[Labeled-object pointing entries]
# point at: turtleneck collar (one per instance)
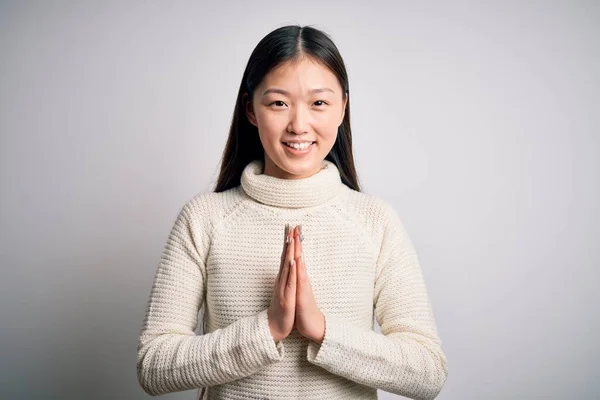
(291, 193)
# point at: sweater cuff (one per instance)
(319, 353)
(275, 350)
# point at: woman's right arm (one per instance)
(171, 357)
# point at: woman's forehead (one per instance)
(305, 75)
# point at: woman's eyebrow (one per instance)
(281, 91)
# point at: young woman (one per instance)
(290, 260)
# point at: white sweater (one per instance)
(224, 252)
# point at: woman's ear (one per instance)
(249, 109)
(344, 104)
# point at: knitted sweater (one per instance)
(224, 251)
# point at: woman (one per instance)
(290, 316)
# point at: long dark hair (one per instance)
(284, 44)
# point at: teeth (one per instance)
(299, 146)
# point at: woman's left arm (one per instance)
(406, 358)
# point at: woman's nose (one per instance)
(298, 120)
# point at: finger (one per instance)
(290, 288)
(285, 245)
(286, 264)
(298, 243)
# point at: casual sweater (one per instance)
(224, 252)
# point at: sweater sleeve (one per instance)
(171, 356)
(406, 358)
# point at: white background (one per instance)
(478, 121)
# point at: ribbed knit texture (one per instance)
(224, 251)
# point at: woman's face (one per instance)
(300, 103)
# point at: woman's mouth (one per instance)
(298, 148)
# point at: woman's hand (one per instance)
(310, 321)
(281, 312)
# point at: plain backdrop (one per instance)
(478, 121)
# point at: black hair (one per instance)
(286, 44)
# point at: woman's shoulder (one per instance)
(210, 207)
(374, 207)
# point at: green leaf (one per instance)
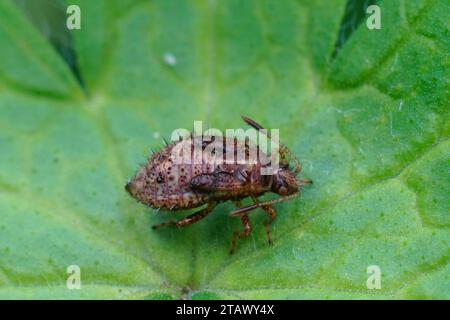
(370, 126)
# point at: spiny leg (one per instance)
(272, 216)
(189, 219)
(245, 233)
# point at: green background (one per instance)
(366, 111)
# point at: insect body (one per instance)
(165, 183)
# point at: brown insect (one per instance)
(164, 183)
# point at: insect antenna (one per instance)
(283, 149)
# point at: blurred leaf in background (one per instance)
(365, 110)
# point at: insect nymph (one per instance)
(163, 183)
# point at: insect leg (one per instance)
(189, 219)
(245, 233)
(272, 216)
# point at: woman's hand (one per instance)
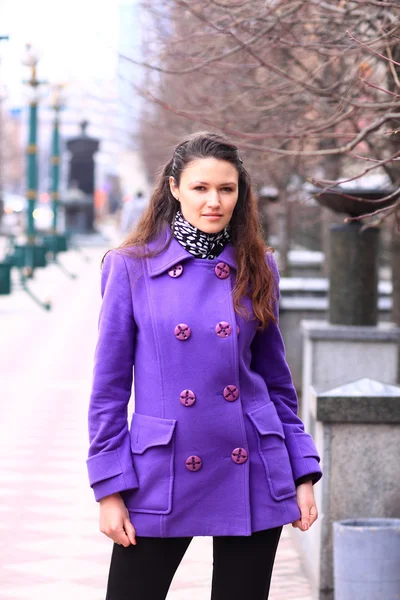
(115, 522)
(307, 506)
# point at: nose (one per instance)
(213, 200)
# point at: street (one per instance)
(52, 547)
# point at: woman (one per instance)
(215, 447)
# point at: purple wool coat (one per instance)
(215, 444)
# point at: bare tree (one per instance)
(306, 87)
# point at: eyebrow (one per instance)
(206, 183)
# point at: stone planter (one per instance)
(367, 559)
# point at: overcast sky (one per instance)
(77, 40)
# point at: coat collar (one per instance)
(175, 253)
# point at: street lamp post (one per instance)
(31, 60)
(57, 241)
(55, 156)
(32, 254)
(2, 38)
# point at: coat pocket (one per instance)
(273, 451)
(152, 446)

Directions for this task: Images should not appear in the copy; retype the listing above exactly.

Answer in full:
# point at: turtleneck collar (one per instance)
(291, 193)
# point at: sweater cuff (one per instance)
(319, 353)
(275, 350)
# point at: woman's right arm (one per instance)
(171, 357)
# point at: woman's forehead (one per instance)
(305, 75)
# point at: woman's eyebrow (one per instance)
(281, 91)
# point at: young woman (one per instance)
(290, 260)
# point at: white sweater (one per instance)
(224, 252)
# point at: woman's ear (one per instance)
(249, 109)
(344, 104)
# point at: knitted sweater (one per instance)
(224, 251)
# point at: woman (one per instance)
(290, 316)
# point at: long dark hair (one per instance)
(284, 44)
# point at: teeth (one per instance)
(299, 146)
# point at: woman's left arm (one per instance)
(406, 358)
# point at: woman's nose (one per instance)
(298, 120)
# point at: finger (one per instance)
(290, 288)
(285, 245)
(286, 264)
(298, 243)
# point at: casual sweater (one per instance)
(224, 252)
# point at: sweater sleeve (one per instance)
(171, 356)
(406, 358)
# point at: white background (one per instance)
(478, 121)
# point at: ribbed knit texture (one per instance)
(224, 251)
# point at: woman's face (one per instance)
(300, 103)
# point at: woman's mouth (one per instance)
(298, 148)
# point at: woman's hand (one per instance)
(310, 321)
(281, 312)
# point at: plain backdrop (one per instance)
(478, 121)
# point at: black hair (one per instance)
(286, 44)
# point at: woman's shoulder (one per instance)
(210, 207)
(374, 207)
# point at: green leaf (one per instance)
(370, 126)
# point at: spiny leg (one per instance)
(272, 216)
(189, 219)
(245, 233)
# point at: green background (one per instance)
(366, 111)
# point at: insect body (one per instance)
(165, 183)
# point at: brown insect (one per instance)
(164, 183)
# point at: insect antenna (one per instance)
(283, 149)
# point at: blurred leaf in background (one per instance)
(365, 110)
# point at: insect nymph (one per instance)
(163, 183)
# point at: insect leg (one per instance)
(189, 219)
(245, 233)
(272, 216)
# point at: woman's hand (one per instance)
(115, 522)
(307, 506)
# point at: nose (one per instance)
(213, 200)
# point at: street (one per instance)
(52, 547)
# point at: woman (one per instance)
(215, 447)
# point at: purple wool coat (one per instance)
(215, 444)
# point at: bare tree (one per instance)
(306, 87)
# point at: eyebrow (one per instance)
(206, 183)
# point at: stone planter (one per instance)
(367, 559)
# point at: overcast sky (one per instance)
(77, 40)
# point at: coat collar (one per instance)
(175, 253)
# point at: street lamp post (one per instance)
(31, 60)
(57, 241)
(55, 156)
(32, 254)
(2, 38)
# point at: coat pocket (one per instance)
(273, 451)
(152, 446)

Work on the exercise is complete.